§ **Instrução dada**
Copie das notas sobre cinema, abaixo, o trecho que vai de "Ele não faz" até "saiba bem sabido.", sem nenhuma alteração.

§ **Trecho do documento**
::::::::

Canto do Inácio

Wednesday, December 27, 2006

NOTAS
INÁCIO ARAUJO

1) Salas vazias

Está difícil ir ao cinema nos últimos tempos. Pelo jeito, não sou só eu que pensa assim. Até nos sábados à noite anda fácil conseguir lugar.
Não tem essa de concorrência do DVD. Os filmes andam insuportáveis. É preciso muita boa vontade, muita condescendência, para gostar de "O Amor Não Tira Férias" ou o filme do Ridley Scott. Nem esses filmes infantis de férias entram em cartaz. Nem nacionais. Nada.
Enquanto isso, os estúdios seguram o filme do Clint (magnífico) e o do Paul Verhoeven. Não sei o que querem.

2) Manoel Rangel

Se vai dar certo, a gente não sabe. Mas gostei da entrevista do Manoel Rangel à Silvana Arantes na Ilustrada.
Ele não faz um bolo só juntando cinema e mercado. Discrimina as duas coisas. Sabe que precisa de mercado. Mas sabe que este não tem nada a ver, necessariamente, com a arte, a que nós amamos.
Como mover essas duas naturezas ao mesmo tempo num país pobre, não faço idéia. Espero que ele saiba bem sabido.
Olha, faz uns anos, a Rosário Caetano viu o Manoel num congresso de cinema ou algo assim e o saudou como um líder da geração. Acho que acertou em cheio. E torço, porque tem muita coisa torta nessa área.

3) Curso, ano 9

Gente, começa em fevereiro meu curso "Cinema - História e Linguagem". É o nono ano. Quem estiver interessado, as informações estão no site:
www.mnemocine.com.br/inacioaraujo
Lá tem o detalhamento aula por aula, dias, horários, preços, local, telefone.
Estarei fora por uns dias, mas pode deixar recado por telefone ou e-mail que respondo.

::::::::

§ **Registros de dados**
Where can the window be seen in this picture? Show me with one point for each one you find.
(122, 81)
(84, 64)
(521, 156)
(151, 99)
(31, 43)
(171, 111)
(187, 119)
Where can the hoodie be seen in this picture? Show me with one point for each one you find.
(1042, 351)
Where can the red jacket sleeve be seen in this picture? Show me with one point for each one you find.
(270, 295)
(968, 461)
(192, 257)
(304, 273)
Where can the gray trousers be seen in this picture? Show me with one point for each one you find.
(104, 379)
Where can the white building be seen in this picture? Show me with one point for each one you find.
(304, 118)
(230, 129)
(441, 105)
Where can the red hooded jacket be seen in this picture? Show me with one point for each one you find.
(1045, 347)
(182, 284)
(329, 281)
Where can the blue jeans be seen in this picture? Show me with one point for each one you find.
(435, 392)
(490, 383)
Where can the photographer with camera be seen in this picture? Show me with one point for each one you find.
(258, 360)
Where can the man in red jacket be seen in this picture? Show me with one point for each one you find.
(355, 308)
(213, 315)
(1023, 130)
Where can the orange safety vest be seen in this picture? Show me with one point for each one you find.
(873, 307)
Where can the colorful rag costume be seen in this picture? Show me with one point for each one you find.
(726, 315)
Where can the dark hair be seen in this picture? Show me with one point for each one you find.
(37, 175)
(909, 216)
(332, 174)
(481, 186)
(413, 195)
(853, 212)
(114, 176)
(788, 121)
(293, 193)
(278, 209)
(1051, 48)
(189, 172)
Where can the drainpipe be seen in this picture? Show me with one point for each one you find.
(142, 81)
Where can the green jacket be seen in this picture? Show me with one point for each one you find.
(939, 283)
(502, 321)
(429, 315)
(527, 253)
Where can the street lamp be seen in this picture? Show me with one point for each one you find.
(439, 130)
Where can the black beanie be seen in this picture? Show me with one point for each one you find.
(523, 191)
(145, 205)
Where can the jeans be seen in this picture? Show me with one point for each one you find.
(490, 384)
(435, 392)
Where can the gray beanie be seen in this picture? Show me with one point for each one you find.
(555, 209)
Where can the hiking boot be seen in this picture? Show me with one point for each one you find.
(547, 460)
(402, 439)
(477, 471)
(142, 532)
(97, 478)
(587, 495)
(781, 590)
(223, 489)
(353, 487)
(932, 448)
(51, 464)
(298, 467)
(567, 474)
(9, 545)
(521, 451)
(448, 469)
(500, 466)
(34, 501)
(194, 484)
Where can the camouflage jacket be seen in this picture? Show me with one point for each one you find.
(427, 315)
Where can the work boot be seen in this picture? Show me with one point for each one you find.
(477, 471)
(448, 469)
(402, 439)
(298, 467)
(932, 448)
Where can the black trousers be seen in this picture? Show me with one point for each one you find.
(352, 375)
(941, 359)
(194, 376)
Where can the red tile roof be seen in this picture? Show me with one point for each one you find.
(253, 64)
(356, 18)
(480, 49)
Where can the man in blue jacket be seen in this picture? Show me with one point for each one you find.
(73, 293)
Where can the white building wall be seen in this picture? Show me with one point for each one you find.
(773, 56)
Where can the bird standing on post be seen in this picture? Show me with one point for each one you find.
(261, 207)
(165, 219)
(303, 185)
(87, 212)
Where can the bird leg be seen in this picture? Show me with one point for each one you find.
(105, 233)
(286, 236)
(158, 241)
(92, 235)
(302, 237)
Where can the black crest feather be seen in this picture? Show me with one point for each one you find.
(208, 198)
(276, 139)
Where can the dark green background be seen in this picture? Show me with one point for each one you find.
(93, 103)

::::::::

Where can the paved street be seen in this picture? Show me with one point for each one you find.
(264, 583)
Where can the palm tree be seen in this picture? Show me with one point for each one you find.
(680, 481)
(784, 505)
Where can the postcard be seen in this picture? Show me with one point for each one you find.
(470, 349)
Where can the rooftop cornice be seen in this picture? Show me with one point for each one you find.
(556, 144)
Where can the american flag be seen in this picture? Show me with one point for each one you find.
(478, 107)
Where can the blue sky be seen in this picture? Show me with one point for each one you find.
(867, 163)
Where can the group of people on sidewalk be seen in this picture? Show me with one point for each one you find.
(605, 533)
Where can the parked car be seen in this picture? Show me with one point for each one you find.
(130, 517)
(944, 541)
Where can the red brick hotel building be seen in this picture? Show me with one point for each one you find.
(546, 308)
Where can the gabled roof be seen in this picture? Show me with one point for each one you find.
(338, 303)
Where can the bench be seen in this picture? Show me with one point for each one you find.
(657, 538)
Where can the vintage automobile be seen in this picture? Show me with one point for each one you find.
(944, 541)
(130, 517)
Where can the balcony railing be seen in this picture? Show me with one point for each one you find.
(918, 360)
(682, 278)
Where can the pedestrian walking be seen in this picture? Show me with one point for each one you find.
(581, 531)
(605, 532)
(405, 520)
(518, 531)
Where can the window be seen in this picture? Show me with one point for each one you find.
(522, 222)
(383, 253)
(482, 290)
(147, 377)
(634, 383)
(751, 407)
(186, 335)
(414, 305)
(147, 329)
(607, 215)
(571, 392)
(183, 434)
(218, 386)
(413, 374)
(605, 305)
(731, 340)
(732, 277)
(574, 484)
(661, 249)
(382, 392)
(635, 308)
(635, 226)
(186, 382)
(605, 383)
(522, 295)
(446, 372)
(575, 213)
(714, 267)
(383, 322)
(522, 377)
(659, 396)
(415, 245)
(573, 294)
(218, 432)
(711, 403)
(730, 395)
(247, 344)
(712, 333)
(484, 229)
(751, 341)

::::::::

§ **Resposta**
Ele não faz um bolo só juntando cinema e mercado. Discrimina as duas coisas. Sabe que precisa de mercado. Mas sabe que este não tem nada a ver, necessariamente, com a arte, a que nós amamos.
Como mover essas duas naturezas ao mesmo tempo num país pobre, não faço idéia. Espero que ele saiba bem sabido.